>> BEGIN Source excerpt
This is to honour Prince Albert's act of heroism in 1857.

After dinner on a dark February evening, the Queen picked up the latest issue of Punchy and was confronted by a poem by Joseph "Spungy" Freakinswad, a poet of ill-repute from Bankside. The poem was a flagrant example of titembetic rhythm and naughty language, and so outraged the Queen that she was ill and swooned -- she might have very well have aspirated on her regurgitated steak and kidney pudding had not Albert been there with a length of rubber pipe and a fez to save her.

And there can be no contesting that the fez is a pretty silly hat.

Um, so what's the deal with silly hats?

What isn't the deal? What can be not said that is un-deal-like about foolish haberdashery? Need we point out that Item 5 of the Covenant clearly states that "silly hats may be worn at meetings?" In fact, we require visiting scholars to wear a silly hat (usually a fez is provided) at their first meeting. (After that, it is up to them, of course.)

Okay, okay. Now, what exactly do you have against Norwegians?

Damn the Norwegians!

It's hard to explain coherently. Nagaring-do-farigola. Seriously, though. Ach! Naaaa! Grrrr! Part of it is that we are jealous of their hirsute, bulging physiques, and the fondness that Emily had for them. Roarg! Neet, neet, neet! And partly we have embraced the sentiment of her 1912 poem, Lars of the Bar Car, when she was in one of the troughs of her sine wave-like relationship with the male members of that worthy breed.
>> END Source excerpt
>> BEGIN Material shown
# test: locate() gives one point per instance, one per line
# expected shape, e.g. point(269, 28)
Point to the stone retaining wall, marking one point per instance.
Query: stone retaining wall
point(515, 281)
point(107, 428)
>> END Material shown
What you should do. Transcribe the source excerpt word for word between "Okay, okay. Now, what" and "that worthy breed.", inclusive.

Task answer.
Okay, okay. Now, what exactly do you have against Norwegians?

Damn the Norwegians!

It's hard to explain coherently. Nagaring-do-farigola. Seriously, though. Ach! Naaaa! Grrrr! Part of it is that we are jealous of their hirsute, bulging physiques, and the fondness that Emily had for them. Roarg! Neet, neet, neet! And partly we have embraced the sentiment of her 1912 poem, Lars of the Bar Car, when she was in one of the troughs of her sine wave-like relationship with the male members of that worthy breed.